Reescreva em forma de lista, e de modo mais breve, o parágrafo da opinião sobre o livro que começa por "Este livro tem uma das edições mais bonitas", conservando os factos principais.

TEXTO DA PÁGINA:
::::::::

Opinião | "Sorrisos quebrados" de Sofia Silva (Quebrados #1)
Classificação: 1 Estrela
Nota: Esta opinião contém spoilers
Desde já quero pedir desculpa aos meus leitores pelo uso de spoilers na opinião a este livro, mas não os consigo evitar. Quero fundamentar muito bem a classificação que atribui e que poderá surpreender-vos, uma vez que é um livro muito bem cotado no Goodreads e já conquistou imensos leitores.
Assim que saiu este livro admito que fiquei curiosa com a história, ou não fosse eu uma fã de romances com drama à mistura. A Denise foi uma querida e emprestou-me o seu exemplar (depois da experiência dela, acho que ela queria era ver-me a destilar frustração e impaciência - brincadeira).
Comecei a leitura já um pouco reticente. Aquele entusiasmo inicial diminui à medida que a Denise partilhava comigo algumas das suas impressões sobre o livro.
Visão geral do livro
Este livro tem uma das edições mais bonitas que já me passou pelas mãos. A capa está muito bem conseguida e o interior acompanha esta delicadeza. Mas a beleza do livro fica por aqui. Com uma escrita mediana, cheia de frases feitas e detentoras de uma filosofia barata que nos transforma os diálogos numa experiência surreal. Nós não comunicamos com as pessoas usando, constantemente, frases que parecem retiradas daqueles livros de citações. Este estilo de escrita fica pior nos diálogos. Quando é narração uma ou outra frase destas, inserida de forma correta e com sentido, não me atrapalha. Já nos diálogos faz-me trepar paredes por me sentir afastada da história, pois tudo me soa artificial.

::::::::

(Entradas guardadas)
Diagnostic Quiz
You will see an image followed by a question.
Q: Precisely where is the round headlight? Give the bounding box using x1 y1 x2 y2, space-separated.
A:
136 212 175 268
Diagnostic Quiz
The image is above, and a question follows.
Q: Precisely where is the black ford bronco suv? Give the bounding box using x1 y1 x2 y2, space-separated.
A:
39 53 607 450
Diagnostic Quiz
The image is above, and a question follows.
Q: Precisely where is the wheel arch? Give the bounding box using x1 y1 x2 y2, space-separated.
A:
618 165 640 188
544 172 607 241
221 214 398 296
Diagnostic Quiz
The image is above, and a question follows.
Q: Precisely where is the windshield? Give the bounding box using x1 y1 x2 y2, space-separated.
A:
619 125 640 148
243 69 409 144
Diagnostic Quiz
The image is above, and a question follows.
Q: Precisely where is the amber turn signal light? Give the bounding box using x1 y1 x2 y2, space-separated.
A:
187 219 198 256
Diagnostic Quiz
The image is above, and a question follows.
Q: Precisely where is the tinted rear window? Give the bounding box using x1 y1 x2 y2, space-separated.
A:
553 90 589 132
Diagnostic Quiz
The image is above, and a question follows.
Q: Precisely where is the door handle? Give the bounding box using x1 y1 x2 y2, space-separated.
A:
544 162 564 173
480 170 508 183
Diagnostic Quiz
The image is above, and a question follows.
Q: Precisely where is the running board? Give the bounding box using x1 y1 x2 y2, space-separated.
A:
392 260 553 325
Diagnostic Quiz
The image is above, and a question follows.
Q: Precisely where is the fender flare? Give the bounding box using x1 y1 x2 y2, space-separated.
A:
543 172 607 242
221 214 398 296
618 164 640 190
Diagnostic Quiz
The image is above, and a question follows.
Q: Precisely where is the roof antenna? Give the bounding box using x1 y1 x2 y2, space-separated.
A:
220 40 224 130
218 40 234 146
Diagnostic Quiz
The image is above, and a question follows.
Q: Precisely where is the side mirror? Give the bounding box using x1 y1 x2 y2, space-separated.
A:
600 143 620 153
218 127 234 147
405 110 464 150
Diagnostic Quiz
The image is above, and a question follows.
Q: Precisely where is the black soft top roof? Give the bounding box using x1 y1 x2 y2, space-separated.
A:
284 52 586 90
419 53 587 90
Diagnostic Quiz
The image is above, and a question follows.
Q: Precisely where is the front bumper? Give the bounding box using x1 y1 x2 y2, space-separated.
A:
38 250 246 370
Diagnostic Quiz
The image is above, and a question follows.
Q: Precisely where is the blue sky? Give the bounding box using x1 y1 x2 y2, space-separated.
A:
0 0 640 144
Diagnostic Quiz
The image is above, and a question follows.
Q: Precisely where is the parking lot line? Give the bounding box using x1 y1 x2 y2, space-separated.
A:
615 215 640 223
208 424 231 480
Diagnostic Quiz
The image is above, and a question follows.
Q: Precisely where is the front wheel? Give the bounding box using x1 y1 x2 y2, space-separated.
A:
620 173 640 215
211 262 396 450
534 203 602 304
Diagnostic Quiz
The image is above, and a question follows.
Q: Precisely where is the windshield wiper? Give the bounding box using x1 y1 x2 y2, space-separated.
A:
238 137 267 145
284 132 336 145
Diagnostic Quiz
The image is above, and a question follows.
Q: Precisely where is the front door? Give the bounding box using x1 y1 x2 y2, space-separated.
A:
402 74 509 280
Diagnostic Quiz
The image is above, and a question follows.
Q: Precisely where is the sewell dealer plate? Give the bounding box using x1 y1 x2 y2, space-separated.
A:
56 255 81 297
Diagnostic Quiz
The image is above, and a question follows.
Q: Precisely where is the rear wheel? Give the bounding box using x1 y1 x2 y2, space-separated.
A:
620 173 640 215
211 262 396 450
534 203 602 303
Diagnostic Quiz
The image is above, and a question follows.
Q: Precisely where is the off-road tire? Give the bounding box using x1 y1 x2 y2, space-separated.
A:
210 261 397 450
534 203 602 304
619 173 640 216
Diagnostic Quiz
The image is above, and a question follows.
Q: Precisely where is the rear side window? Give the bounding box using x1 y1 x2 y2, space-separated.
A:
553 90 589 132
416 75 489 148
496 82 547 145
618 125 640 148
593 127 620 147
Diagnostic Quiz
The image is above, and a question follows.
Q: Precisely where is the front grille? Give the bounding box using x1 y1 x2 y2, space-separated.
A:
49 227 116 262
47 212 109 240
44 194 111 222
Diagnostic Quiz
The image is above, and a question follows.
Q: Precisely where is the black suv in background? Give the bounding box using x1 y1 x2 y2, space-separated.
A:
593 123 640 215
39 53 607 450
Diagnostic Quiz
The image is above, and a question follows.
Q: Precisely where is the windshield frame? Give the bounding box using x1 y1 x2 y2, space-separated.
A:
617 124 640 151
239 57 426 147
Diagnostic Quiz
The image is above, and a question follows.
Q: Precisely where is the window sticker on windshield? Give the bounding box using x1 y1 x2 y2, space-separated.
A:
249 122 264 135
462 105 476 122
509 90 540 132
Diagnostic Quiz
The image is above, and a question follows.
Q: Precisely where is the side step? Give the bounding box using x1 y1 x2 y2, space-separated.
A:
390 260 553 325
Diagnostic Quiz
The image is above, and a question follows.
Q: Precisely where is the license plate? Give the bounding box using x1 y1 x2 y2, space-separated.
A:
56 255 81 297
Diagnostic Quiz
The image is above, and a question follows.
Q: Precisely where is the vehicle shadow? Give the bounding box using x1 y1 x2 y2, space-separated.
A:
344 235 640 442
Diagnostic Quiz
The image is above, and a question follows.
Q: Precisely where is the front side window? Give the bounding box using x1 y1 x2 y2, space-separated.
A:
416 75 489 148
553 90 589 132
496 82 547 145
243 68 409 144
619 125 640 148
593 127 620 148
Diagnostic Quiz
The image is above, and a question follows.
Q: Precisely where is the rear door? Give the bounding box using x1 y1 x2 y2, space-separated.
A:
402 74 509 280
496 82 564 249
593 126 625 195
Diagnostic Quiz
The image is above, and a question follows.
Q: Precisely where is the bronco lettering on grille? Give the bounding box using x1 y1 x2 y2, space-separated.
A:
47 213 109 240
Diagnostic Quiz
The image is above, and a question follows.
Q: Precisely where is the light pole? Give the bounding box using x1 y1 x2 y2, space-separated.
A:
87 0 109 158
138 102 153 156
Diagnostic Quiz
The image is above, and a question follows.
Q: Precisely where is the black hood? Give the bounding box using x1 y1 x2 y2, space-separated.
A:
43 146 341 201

::::::::

TAREFA CONCLUÍDA:
- A edição é das mais bonitas: a capa está muito bem conseguida e o interior é igualmente delicado.
- A beleza do livro fica-se pela edição.
- A escrita é mediana, cheia de frases feitas e de filosofia barata, o que torna os diálogos surreais.
- As pessoas não comunicam constantemente com frases que parecem tiradas de livros de citações.
- Na narração, uma ou outra frase destas, bem inserida e com sentido, não incomoda.
- Nos diálogos, estas frases afastam a leitora da história, porque tudo soa artificial.